EXTRAIT FOURNI –
★ ★ ★

Dès la nomination en commission des affaires sociales, des questions ont été posées à Marc Ferracci :
- selon vos déclarations d’intérêts, vous avez des parts dans Icare Finance, société qui a absorbé le groupe Alpha. Le groupe Alpha, via Semaphores, œuvre dans le recrutement. Or, le projet de loi sur le plein emploi délègue des missions d’accompagnement des chômeurs, à des structures privées à but lucratif. Avez-vous un intérêt financier à ce que le projet de loi voit le jour ?
- vos participations financières dans Icare Finance risquent de poser la question du conflit d’intérêts. Pourquoi avoir postulé pour être rapporteur sur ce texte ? Pourquoi ne pas être vous être déporté, comme l’ont fait certains de vos collègues ?
- avez-vous sollicité l’avis du déontologue de l’Assemblée nationale sur votre fonction de rapporteur sur le projet de loi plein emploi, au regard des intérêts financiers que vous possédez au sein d’Icare ?
Le bureau de Marc Ferracci s’est contenté d’une réponse assez standard, à savoir l’envoi du communiqué de presse, qu’il avait lui-même diffusé sur les réseaux sociaux, sans plus d’explications, si ce n’est de dire que « ces accusations [celles de Blast] sont diffamatoires et mensongères ». (Voir boîte noire).
Notons que s’il indique avoir saisi le déontologue, il n’indique pas à quel moment il l’a saisi. Avant la nomination ou après ? Avant l’article de Blast ou après ?
Le cas Ferracci illustre plusieurs faiblesses en ce qui concerne la déontologie des députés.
L’outil est peu connu du grand public, mais il existe à l’Assemblée nationale ainsi qu’au Sénat, un registre des déports. Pour faire simple, dès qu’un parlementaire est dans une situation où il a un intérêt direct avec un texte examiné, il doit indiquer qu’il ne prendra pas part à la discussion. Très peu utilisé sous la XVe législature, l’outil commence à faire son chemin dans les esprits. Ainsi, une trentaine de députés ont signalé des cas de conflits d’intérêts potentiels. On y retrouve aussi bien des députés de la majorité que de l’opposition. Le lien peut être direct – le député est concerné directement au regard de son passif professionnel – ou indirect – le député est concerné parce qu’un membre de sa famille est potentiellement concerné.
La bonne pratique, quand il y a un risque de conflits d’intérêts, est donc de ne briguer aucune responsabilité sur un texte, de ne pas déposer ou cosigner d’amendements, en bref, se faire extrêmement discret et de s’inscrire sur le registre des déports.
Pourquoi ? En la matière, ce qui prime est l’apparence. Si cela ressemble à un conflit d’intérêts, la sagesse dicte de faire un pas de côté. C’est d’ailleurs ce qu’avaient fait plusieurs députés concernant la proposition de loi sur EDF : qu’ils soient directement concernés ou indirectement concernés. Citons pour mémoire Prisca Thevenot ou Claire Pitollat.
Que passe-t-il s’il ne le fait pas ?
En creusant les différents textes – loi pour la transparence dans la vie publique, loi pour la confiance dans la vie publique, règlement de l’Assemblée nationale, code de déontologie des députés – on s’aperçoit qu’il manque quelque chose : des sanctions.

★ ★ ★

LISTING –
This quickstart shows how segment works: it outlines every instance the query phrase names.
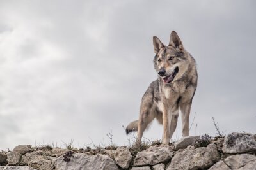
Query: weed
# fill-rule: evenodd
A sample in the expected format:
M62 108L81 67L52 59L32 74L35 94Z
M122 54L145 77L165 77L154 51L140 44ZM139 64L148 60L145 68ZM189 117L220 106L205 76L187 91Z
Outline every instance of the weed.
M74 142L74 139L71 139L70 142L68 144L67 144L66 143L65 143L63 141L61 141L64 143L64 145L65 145L65 146L67 149L68 149L68 150L72 150L73 149L73 142Z
M215 119L214 117L212 117L212 118L213 124L214 125L214 127L215 127L215 129L216 130L216 132L217 132L217 135L220 137L223 137L224 136L224 133L223 133L223 132L220 132L219 124L218 124L217 122L215 122Z
M195 141L195 146L198 147L206 147L211 143L212 137L209 136L207 134L204 134L200 136L200 138L196 138Z

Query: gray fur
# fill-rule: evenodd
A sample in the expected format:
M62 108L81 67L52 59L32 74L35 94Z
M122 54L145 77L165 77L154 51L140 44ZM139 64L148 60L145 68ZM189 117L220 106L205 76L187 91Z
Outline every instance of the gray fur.
M176 129L179 110L182 113L182 135L189 136L189 117L198 75L194 58L184 48L174 31L168 46L164 46L156 36L153 37L153 43L154 69L157 73L164 70L165 73L163 76L158 75L158 78L149 85L142 97L139 120L130 123L126 132L138 131L137 141L140 143L144 131L156 118L163 125L163 142L167 144ZM179 72L175 74L177 67ZM172 77L173 74L175 76ZM171 77L172 81L164 82L164 77Z

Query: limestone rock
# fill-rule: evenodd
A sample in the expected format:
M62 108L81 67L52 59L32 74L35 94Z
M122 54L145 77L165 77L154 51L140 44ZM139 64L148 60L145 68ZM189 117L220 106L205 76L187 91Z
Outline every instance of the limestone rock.
M149 166L141 166L132 167L131 170L151 170L151 169Z
M168 147L152 146L142 152L138 152L134 166L156 165L170 160L173 152Z
M126 146L117 148L115 153L116 164L123 169L127 169L130 166L132 156Z
M68 149L63 149L61 148L56 147L52 148L52 153L56 156L61 156L65 154L68 151L70 151Z
M116 151L115 150L104 150L106 154L108 155L114 155Z
M168 170L197 169L211 167L219 160L219 154L215 144L209 144L207 147L195 150L184 150L177 153L172 158Z
M101 154L88 155L84 153L72 155L69 162L65 162L63 157L53 160L56 169L72 170L118 170L115 162L109 157Z
M33 168L40 170L52 169L52 157L49 151L38 150L35 152L27 153L22 155L20 164L29 165Z
M36 170L30 166L0 166L0 170Z
M230 168L228 167L228 166L224 163L223 161L220 160L215 164L214 164L209 170L231 170Z
M153 170L164 170L165 165L164 164L159 164L153 166Z
M222 151L227 153L241 153L256 151L256 138L245 133L232 133L225 137Z
M4 153L0 153L0 164L3 164L6 162L7 155Z
M256 169L256 156L250 154L241 154L229 156L224 160L225 163L231 169Z
M30 152L31 150L27 146L27 145L20 145L14 148L14 152L18 152L21 155L24 155L27 152Z
M18 152L12 151L7 155L7 162L9 165L17 165L19 164L21 155Z
M192 145L195 143L195 136L183 137L174 144L174 149L185 149L189 145Z
M47 159L44 156L35 157L28 163L28 165L39 170L50 170L54 169L54 166L52 164L52 159L51 158Z

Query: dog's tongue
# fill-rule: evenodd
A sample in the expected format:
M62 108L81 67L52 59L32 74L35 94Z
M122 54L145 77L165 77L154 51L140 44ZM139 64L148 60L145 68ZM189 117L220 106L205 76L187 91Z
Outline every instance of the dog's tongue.
M164 78L163 78L163 80L164 80L164 82L165 83L169 83L172 81L172 75L167 77L164 77Z

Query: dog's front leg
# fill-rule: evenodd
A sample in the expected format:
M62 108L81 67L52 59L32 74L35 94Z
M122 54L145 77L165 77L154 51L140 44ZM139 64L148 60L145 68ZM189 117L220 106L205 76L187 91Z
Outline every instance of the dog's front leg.
M170 136L170 116L166 106L164 106L163 110L163 125L164 128L163 144L169 144Z
M181 119L182 122L182 136L189 136L189 115L190 108L191 107L192 102L188 104L182 104L180 106L181 111Z

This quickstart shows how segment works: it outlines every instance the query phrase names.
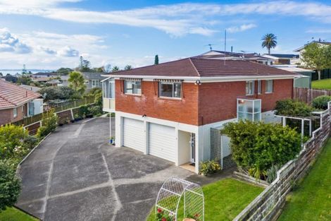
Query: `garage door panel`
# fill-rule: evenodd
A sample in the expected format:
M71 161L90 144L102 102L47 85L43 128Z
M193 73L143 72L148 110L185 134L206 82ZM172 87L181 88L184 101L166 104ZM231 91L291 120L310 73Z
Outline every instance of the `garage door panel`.
M123 146L144 152L144 122L123 119Z
M176 157L175 128L150 124L149 133L149 154L175 162Z

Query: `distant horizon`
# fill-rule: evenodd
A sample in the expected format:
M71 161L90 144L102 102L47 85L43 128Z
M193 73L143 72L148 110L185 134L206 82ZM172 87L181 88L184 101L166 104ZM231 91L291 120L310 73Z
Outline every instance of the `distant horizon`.
M293 54L308 42L331 41L327 0L0 1L0 67L123 68L196 56L211 44L267 53L262 37L277 36L273 54Z

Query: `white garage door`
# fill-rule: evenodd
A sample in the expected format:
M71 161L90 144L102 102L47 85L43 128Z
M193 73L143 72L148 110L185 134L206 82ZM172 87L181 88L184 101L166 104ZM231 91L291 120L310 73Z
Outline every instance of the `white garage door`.
M149 154L175 162L176 145L175 128L149 124Z
M130 118L124 118L123 146L144 152L143 121Z

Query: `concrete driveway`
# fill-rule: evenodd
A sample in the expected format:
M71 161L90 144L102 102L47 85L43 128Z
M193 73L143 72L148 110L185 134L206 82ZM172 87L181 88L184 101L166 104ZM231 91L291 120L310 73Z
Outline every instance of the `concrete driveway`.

★ ★ ★

TRAVAIL À FAIRE –
**a)** Recopiez fidèlement un passage de l'extrait sur le cas Ferracci : commencez aux mots "- vos participations" et arrêtez-vous après les mots "vos collègues ?".
**b)** Répondez à ces questions à partir de l'extrait sur le cas Ferracci.
(i) D'après ses déclarations d'intérêts, dans quelle société Marc Ferracci détient-il des parts ?
(ii) Combien de députés ont signalé des cas de conflits d'intérêts potentiels ?
(iii) Quelles deux députées sont citées à propos de la proposition de loi sur EDF ?
**c)** Poursuivez l'extrait sur la déontologie des députés et le cas Ferracci à partir de sa dernière phrase.

RÉPONSES AUX CONSIGNES –
**a)**
- vos participations financières dans Icare Finance risquent de poser la question du conflit d’intérêts. Pourquoi avoir postulé pour être rapporteur sur ce texte ? Pourquoi ne pas être vous être déporté, comme l’ont fait certains de vos collègues ?

**b)**
(i) Icare Finance.
(ii) Une trentaine.
(iii) Prisca Thevenot et Claire Pitollat.

**c)**
La question a été posée à Samuel Le Goff, directeur-conseil chez CommStrat et ancien journaliste parlementaire « C’est inédit, mais ça peut se terminer par une sanction disciplinaire décidée en bureau de l’Assemblée, après signalement par le déontologue. Il peut saisir le bureau de l’Assemblée nationale. On a déjà eu des cas de saisine du bureau par le déontologue ». En dernier ressort, c’est donc le bureau de l’Assemblée nationale qui tranche, mais pour cela, il faut que la présidente de l’Assemblée nationale décide ou pas d’y donner suite. Or, dans le cas de Ferracci, la présidente de l’Assemblée nationale a publié un communiqué de presse disant qu’il n’y avait pas de difficulté à ce que ce dernier soit rapporteur sur le texte sur le plein emploi.
Comme le rappelle Samuel Le Goff, l’Assemblée nationale a connu un précédent avec François Cormier-Bouligeon en 2020. Mais, le bureau avait décidé « qu’en l’absence de conflit d’intérêts, il n’y avait pas lieu à statuer. ». Le député n’avait pas d’intérêt financier particulier dans la promotion des sirops.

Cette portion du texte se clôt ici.